■ Tekstfragment ■

------------------------------------------------------------------------

Voor een robuust en betrouwbaar mobiliteitssysteem in Brabant is het OV een belangrijke schakel en daarom is het meer dan ooit nodig om stevig door te gaan met de transitie naar gedeelde mobiliteit. We zorgen voor een passend OV-aanbod, schalen op als de vraag naar OV daarom vraagt en zorgen via noodconcessies en gerichte aanbestedingen voor de continuïteit van de OV-concessies. Herijkingsafspraken om flexibel in te kunnen springen op de omstandigheden zullen een belangrijk onderdeel vormen van de nieuwe concessie. Dit alles is nodig om het openbaar vervoer flexibel, toekomstbestendig en betaalbaar te houden.
Ook het beheer en onderhoud van de provinciale infrastructuur staat flink onder druk. De onderhoudstaak neemt de komende jaren toe, de prijzen zijn fors gestegen als gevolg van de situatie in Oekraïne en er is bij een aantal projecten sprake van vertraging door externe factoren. Door stikstofproblematiek bij reconstructies vertragen ook de hiermee gecombineerde onderhoudswerkzaamheden en is meer incidenteel onderhoud nodig om de kwaliteit toch te kunnen borgen. Het uitgangspunt werk met werk laten we daarom los, want het onderhoud mag nooit tot verkeersonveilige situaties leiden. Waar mogelijk verbeteren we verder de verkeersveiligheid en de bereikbaarheid. De minimumkwaliteitsniveau’s zijn opnieuw vastgesteld met de herijking Kwaliteitsnota Onderhoud Provinciale Infrastructuur (KOPI). In 2023 maken we een start om de uitgaven in lijn te brengen met de beschikbare middelen.

------------------------------------------------------------------------

■ Verzameling regels ■
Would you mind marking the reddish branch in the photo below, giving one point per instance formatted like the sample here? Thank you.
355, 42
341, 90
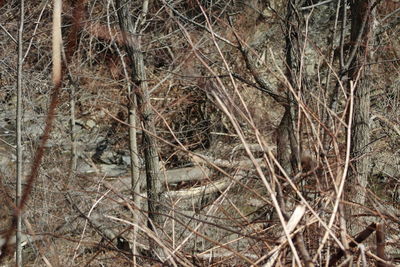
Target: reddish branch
38, 157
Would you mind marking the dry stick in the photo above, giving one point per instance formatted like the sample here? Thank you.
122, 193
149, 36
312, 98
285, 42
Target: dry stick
291, 225
380, 244
360, 238
240, 134
18, 241
57, 81
344, 174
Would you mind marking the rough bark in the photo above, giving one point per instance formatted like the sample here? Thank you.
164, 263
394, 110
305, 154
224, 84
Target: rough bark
132, 39
361, 30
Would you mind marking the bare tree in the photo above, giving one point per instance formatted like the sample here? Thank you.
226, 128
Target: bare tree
132, 34
19, 137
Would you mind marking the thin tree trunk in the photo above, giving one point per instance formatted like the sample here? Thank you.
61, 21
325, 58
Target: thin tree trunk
132, 38
361, 30
19, 138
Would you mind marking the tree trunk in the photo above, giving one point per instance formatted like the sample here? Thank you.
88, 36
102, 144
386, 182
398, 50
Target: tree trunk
132, 39
361, 31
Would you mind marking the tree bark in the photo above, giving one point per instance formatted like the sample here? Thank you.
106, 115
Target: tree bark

------------------------------------------------------------------------

■ Opdrachten ■
**1)** Geef uit het tekstfragment over mobiliteit in Brabant woordelijk het deel terug dat begint bij "Ook het beheer" en eindigt bij "de beschikbare middelen.".
**2)** Waarmee zijn volgens het tekstfragment de minimumkwaliteitsniveaus opnieuw vastgesteld?
De regels staan los van het tekstfragment.

■ Antwoorden ■
**1)**
Ook het beheer en onderhoud van de provinciale infrastructuur staat flink onder druk. De onderhoudstaak neemt de komende jaren toe, de prijzen zijn fors gestegen als gevolg van de situatie in Oekraïne en er is bij een aantal projecten sprake van vertraging door externe factoren. Door stikstofproblematiek bij reconstructies vertragen ook de hiermee gecombineerde onderhoudswerkzaamheden en is meer incidenteel onderhoud nodig om de kwaliteit toch te kunnen borgen. Het uitgangspunt werk met werk laten we daarom los, want het onderhoud mag nooit tot verkeersonveilige situaties leiden. Waar mogelijk verbeteren we verder de verkeersveiligheid en de bereikbaarheid. De minimumkwaliteitsniveau’s zijn opnieuw vastgesteld met de herijking Kwaliteitsnota Onderhoud Provinciale Infrastructuur (KOPI). In 2023 maken we een start om de uitgaven in lijn te brengen met de beschikbare middelen.

**2)** Met de herijking Kwaliteitsnota Onderhoud Provinciale Infrastructuur (KOPI).